## Extrait du document
○ ○ ○ ○ ○ ○ ○
CHOMAGE, POUVOIR D'ACHAT
A Paris, où FO avait organisé un petit défilé - qui a rassemblé selon la préfecture 500 personnes - chômage et pouvoir d'achat étaient les deux thèmes dominants.
"Il y a une très forte attente (...) pour qu'on puisse avoir un droit au travail et un droit à un salaire décent", a dit à la presse Marie-Suzie Pungier, secrétaire confédérale de FO.
"Il n'est pas question de travailler plus pour gagner plus", a-t-elle ajouté, reprenant une formule souvent citée par Nicolas Sarkozy. "Il y en a beaucoup qui voudraient travailler si on leur donnait un emploi", a fait valoir la syndicaliste.
A Marseille, près de 20.000 personnes selon les organisateurs, quatre fois moins d'après la police, ont défilé, à l'exception de FO, de manière unitaire derrière une pancarte sur laquelle était inscrit : "Liberté, égalité, fraternité - Pour la paix et la justice sociale".
○ ○ ○ ○ ○ ○ ○
## Matériel fourni
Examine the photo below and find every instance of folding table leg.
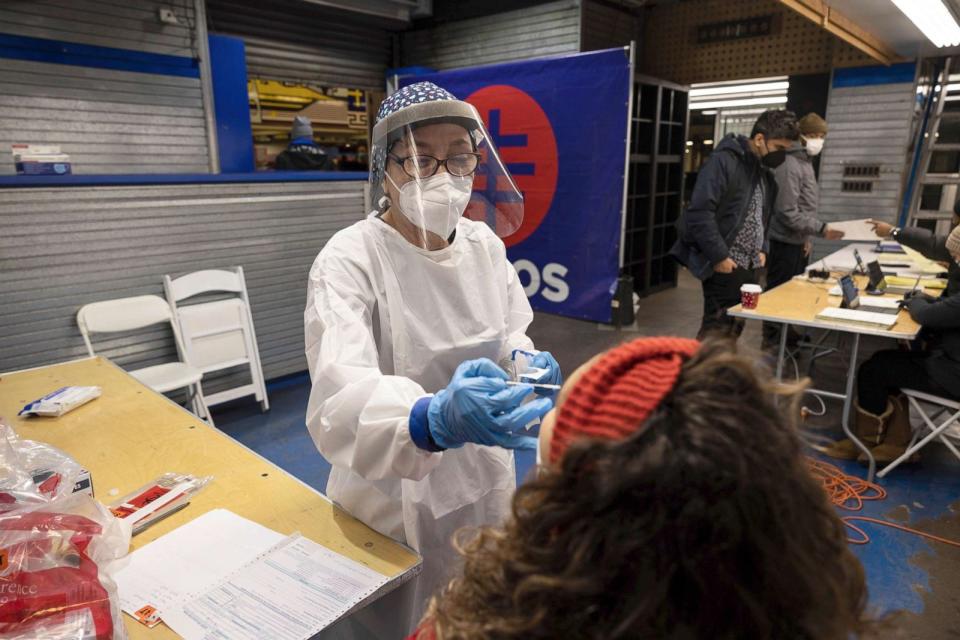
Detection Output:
[777,322,790,383]
[840,333,877,482]
[877,398,960,478]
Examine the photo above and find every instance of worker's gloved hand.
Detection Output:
[530,351,563,396]
[427,359,553,449]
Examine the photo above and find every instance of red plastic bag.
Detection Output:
[0,424,130,640]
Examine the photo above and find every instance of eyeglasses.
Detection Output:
[390,153,480,178]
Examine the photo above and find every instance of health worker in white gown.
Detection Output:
[304,82,561,637]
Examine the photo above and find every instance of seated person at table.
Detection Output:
[274,116,333,171]
[412,338,869,640]
[867,200,960,293]
[825,227,960,464]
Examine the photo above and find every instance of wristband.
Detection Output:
[408,396,446,453]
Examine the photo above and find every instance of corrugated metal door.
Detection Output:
[0,0,209,174]
[0,181,366,389]
[400,0,580,69]
[816,78,916,257]
[207,0,394,89]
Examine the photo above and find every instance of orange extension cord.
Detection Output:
[807,458,960,547]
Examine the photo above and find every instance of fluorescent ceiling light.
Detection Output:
[690,81,790,98]
[690,96,787,110]
[890,0,960,47]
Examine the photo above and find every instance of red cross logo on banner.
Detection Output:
[466,84,559,247]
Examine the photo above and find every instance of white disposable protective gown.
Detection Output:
[304,215,533,637]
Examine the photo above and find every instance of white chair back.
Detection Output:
[163,267,270,411]
[164,267,246,303]
[77,296,183,357]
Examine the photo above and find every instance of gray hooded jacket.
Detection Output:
[769,142,826,244]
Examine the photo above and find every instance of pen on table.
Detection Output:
[507,380,560,391]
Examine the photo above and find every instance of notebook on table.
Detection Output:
[817,307,897,329]
[857,297,900,316]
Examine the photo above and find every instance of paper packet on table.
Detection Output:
[18,387,100,417]
[109,473,213,535]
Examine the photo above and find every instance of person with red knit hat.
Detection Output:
[411,337,874,640]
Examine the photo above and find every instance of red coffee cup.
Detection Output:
[740,284,763,309]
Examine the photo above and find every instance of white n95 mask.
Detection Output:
[387,172,473,239]
[804,138,823,156]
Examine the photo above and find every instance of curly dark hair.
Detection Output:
[421,341,869,640]
[750,109,800,140]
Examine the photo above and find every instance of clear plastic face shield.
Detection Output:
[370,100,523,249]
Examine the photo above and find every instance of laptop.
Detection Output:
[840,276,900,316]
[867,260,916,294]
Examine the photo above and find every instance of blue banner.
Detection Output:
[400,49,631,322]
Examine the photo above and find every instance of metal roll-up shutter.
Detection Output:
[0,181,366,380]
[207,0,396,90]
[815,82,916,258]
[0,0,209,174]
[400,0,580,69]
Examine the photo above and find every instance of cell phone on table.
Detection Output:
[853,249,867,275]
[840,276,860,309]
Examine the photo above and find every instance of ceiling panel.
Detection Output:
[825,0,960,59]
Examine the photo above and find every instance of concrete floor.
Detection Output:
[214,274,960,640]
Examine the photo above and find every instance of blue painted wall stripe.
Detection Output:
[833,62,917,88]
[209,34,255,173]
[0,33,200,78]
[0,171,368,189]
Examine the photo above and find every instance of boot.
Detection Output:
[823,402,893,460]
[857,395,920,465]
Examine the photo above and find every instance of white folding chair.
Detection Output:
[163,267,270,411]
[877,389,960,478]
[77,296,213,425]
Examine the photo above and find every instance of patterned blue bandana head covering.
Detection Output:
[376,82,457,122]
[370,82,482,209]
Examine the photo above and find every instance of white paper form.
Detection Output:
[163,535,389,640]
[829,218,880,242]
[114,509,285,618]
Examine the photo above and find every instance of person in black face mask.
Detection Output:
[670,109,800,339]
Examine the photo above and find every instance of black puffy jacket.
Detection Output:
[670,133,777,280]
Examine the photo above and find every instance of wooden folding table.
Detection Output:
[0,357,420,639]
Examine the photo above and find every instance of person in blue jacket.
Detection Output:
[670,110,800,338]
○ ○ ○ ○ ○ ○ ○
## Consigne 1
Reproduisez à l'identique le passage de l'extrait sur le chômage et le pouvoir d'achat qui va de « CHOMAGE, POUVOIR D'ACHAT » jusqu'à « confédérale de FO. ».
## Consigne 2
Restituez sans aucune modification le passage du listing qui va de la ligne contenant « Examine the photo above and find every instance of fluorescent » jusqu'à la ligne contenant « [77,296,183,357] », ces deux lignes comprises, et rien d'autre.
L'extrait et le listing n'ont aucun rapport entre eux.

## Corrigé 1
CHOMAGE, POUVOIR D'ACHAT
A Paris, où FO avait organisé un petit défilé - qui a rassemblé selon la préfecture 500 personnes - chômage et pouvoir d'achat étaient les deux thèmes dominants.
"Il y a une très forte attente (...) pour qu'on puisse avoir un droit au travail et un droit à un salaire décent", a dit à la presse Marie-Suzie Pungier, secrétaire confédérale de FO.

## Corrigé 2
Examine the photo above and find every instance of fluorescent ceiling light.
Detection Output:
[690,81,790,98]
[690,96,787,110]
[890,0,960,47]
Examine the photo above and find every instance of red cross logo on banner.
Detection Output:
[466,84,559,247]
Examine the photo above and find every instance of white disposable protective gown.
Detection Output:
[304,215,533,637]
Examine the photo above and find every instance of white chair back.
Detection Output:
[163,267,270,411]
[164,267,246,303]
[77,296,183,357]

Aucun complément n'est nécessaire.